[Natural-language object grounding data]
···
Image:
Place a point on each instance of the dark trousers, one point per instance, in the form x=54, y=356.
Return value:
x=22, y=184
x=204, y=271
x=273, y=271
···
● TASK DIRECTIONS:
Set the entries above down once more, exactly as they stand.

● EXERCISE RESPONSE:
Image:
Place a point on each instance of the dark trousers, one point per instance, in the form x=54, y=356.
Return value:
x=22, y=184
x=204, y=271
x=273, y=271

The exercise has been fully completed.